## begin

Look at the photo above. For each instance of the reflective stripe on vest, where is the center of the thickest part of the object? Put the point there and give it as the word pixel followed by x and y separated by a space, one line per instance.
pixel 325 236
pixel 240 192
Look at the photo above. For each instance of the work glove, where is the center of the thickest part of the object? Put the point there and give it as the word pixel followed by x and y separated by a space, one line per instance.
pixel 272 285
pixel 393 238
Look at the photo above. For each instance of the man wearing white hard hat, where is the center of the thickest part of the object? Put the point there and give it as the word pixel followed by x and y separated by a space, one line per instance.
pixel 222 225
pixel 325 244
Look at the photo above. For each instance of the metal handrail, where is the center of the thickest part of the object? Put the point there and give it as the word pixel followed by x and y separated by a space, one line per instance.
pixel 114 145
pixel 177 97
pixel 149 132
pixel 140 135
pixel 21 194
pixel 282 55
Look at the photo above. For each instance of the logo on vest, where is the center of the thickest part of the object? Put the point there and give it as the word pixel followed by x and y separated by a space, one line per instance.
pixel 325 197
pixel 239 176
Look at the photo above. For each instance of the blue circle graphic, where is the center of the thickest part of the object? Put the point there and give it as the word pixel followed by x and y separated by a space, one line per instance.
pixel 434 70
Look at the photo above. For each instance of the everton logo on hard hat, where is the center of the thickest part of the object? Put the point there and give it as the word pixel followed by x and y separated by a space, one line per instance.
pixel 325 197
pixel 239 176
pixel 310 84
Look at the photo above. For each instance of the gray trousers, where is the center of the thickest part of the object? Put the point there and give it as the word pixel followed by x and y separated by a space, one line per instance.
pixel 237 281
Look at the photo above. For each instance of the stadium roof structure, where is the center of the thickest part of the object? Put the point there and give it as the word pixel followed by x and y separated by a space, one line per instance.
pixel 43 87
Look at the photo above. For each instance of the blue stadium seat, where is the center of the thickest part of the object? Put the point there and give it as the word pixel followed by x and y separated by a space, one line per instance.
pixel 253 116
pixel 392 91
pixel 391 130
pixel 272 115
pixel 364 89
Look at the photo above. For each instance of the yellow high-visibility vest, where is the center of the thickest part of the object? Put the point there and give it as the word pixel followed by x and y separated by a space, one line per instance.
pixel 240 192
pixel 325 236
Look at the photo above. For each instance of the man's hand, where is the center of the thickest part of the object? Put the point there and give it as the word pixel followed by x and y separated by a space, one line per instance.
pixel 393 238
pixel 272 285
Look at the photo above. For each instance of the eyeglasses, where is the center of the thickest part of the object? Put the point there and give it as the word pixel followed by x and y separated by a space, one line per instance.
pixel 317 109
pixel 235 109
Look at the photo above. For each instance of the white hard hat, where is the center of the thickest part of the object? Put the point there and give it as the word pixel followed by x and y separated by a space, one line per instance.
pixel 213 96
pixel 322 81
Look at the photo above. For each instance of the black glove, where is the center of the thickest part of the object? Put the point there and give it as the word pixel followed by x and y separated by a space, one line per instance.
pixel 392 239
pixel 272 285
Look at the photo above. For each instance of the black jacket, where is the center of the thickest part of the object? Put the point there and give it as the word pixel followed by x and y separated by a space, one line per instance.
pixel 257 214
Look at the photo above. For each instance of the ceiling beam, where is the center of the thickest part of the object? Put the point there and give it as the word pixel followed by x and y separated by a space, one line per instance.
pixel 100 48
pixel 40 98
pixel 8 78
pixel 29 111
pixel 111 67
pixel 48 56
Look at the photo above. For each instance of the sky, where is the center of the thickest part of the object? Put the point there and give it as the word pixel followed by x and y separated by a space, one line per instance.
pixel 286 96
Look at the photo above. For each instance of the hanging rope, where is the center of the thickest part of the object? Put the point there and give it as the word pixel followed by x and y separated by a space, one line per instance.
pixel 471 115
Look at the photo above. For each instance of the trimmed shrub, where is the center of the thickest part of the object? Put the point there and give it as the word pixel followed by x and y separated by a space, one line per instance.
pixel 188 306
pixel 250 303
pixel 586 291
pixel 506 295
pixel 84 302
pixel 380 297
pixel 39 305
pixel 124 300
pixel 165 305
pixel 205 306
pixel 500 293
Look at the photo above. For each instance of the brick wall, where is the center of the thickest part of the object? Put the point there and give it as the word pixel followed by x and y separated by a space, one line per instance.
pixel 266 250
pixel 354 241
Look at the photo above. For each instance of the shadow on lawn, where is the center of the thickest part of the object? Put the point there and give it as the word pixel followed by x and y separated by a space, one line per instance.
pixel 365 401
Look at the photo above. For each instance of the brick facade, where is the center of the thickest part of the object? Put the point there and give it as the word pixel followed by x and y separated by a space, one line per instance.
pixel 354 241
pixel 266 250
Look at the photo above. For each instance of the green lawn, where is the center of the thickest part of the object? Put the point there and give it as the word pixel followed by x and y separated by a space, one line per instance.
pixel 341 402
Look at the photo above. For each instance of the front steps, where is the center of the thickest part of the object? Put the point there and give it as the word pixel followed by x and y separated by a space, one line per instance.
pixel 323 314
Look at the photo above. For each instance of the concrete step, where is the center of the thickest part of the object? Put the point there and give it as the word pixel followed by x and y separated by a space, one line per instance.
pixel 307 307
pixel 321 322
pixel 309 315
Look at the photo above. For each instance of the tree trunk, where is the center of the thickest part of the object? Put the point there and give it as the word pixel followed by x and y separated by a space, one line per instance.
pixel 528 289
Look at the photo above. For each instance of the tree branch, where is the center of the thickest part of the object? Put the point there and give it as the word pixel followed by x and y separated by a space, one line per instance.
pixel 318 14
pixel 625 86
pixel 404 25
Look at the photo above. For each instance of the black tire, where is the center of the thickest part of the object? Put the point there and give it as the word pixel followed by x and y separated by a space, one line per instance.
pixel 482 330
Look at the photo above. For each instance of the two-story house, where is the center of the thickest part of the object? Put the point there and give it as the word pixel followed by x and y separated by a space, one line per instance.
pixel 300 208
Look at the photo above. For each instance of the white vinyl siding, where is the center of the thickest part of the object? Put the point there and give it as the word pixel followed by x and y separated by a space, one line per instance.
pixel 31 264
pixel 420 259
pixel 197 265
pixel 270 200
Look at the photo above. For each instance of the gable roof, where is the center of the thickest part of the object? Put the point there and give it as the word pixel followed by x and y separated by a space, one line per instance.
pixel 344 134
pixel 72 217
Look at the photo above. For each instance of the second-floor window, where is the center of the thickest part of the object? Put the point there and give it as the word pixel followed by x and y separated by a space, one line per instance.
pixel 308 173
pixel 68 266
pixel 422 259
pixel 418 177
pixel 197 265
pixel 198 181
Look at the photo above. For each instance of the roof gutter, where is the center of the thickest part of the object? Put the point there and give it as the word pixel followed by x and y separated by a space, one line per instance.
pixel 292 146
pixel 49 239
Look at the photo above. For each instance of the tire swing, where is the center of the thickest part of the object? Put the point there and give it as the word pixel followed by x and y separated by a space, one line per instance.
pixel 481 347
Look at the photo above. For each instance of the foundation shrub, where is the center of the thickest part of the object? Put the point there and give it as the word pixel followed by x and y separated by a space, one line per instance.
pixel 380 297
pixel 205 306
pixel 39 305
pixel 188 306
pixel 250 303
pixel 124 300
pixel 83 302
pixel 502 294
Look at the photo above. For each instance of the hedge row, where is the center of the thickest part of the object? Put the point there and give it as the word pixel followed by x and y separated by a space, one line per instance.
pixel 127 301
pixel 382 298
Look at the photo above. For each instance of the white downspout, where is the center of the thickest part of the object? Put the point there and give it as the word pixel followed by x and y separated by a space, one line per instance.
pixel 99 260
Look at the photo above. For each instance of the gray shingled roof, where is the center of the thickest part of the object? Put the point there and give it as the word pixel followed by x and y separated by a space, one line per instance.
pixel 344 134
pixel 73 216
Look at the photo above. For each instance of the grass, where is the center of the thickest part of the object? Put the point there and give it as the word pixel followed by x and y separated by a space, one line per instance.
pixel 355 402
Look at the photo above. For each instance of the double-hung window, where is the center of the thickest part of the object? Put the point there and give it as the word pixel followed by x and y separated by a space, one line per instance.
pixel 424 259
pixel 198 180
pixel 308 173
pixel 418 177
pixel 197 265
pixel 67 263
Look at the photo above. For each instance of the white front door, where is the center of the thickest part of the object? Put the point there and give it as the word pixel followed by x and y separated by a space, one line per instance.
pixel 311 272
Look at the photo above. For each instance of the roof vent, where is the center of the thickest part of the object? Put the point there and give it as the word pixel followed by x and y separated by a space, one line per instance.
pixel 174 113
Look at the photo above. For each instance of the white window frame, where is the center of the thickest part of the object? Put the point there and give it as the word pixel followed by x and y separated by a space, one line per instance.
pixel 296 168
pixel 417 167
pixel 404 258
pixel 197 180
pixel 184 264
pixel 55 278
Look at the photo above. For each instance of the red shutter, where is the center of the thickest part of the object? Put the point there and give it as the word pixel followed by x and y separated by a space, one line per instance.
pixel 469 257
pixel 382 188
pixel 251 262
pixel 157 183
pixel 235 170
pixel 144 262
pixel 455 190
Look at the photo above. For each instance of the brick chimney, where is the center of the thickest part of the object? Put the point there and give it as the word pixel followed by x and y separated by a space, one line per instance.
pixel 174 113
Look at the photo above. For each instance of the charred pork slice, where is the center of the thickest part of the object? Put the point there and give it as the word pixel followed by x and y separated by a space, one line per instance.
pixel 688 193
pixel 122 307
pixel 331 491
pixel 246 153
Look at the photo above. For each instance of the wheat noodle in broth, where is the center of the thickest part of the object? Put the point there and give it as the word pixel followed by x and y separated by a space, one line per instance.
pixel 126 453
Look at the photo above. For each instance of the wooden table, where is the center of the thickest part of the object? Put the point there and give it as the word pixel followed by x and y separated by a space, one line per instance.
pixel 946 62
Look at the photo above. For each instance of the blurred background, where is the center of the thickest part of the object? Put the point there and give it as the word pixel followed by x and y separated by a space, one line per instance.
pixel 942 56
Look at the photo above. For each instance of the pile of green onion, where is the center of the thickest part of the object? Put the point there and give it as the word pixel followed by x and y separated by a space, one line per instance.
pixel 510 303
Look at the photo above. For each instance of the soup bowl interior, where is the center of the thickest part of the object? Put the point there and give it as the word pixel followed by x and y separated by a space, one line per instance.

## end

## Set task
Please repeat the part of the records above that opens with the line containing "Look at the photo above. For each instance of the blurred" and runs through the end of the records, swapping "soup bowl" for "ramen bowl" and leaving everything else as it is.

## Output of the exercise
Look at the photo above. For each instance of the blurred background, where is the center of the thickest part of the object? Put the point there and give it as the word pixel followed by x and y separated by a space, one line per instance.
pixel 942 56
Look at the photo above. For each instance of the pile of green onion, where is the center of the thickest part of the object? Put the point there and give it as the word pixel followed by x and y separated by a space, one line per instance.
pixel 510 303
Look at the photo above. For each instance of the ramen bowl interior, where is the center of the thickest part of the object? Put the point there and give it as the word pixel followed by x and y separated by a space, one line per instance.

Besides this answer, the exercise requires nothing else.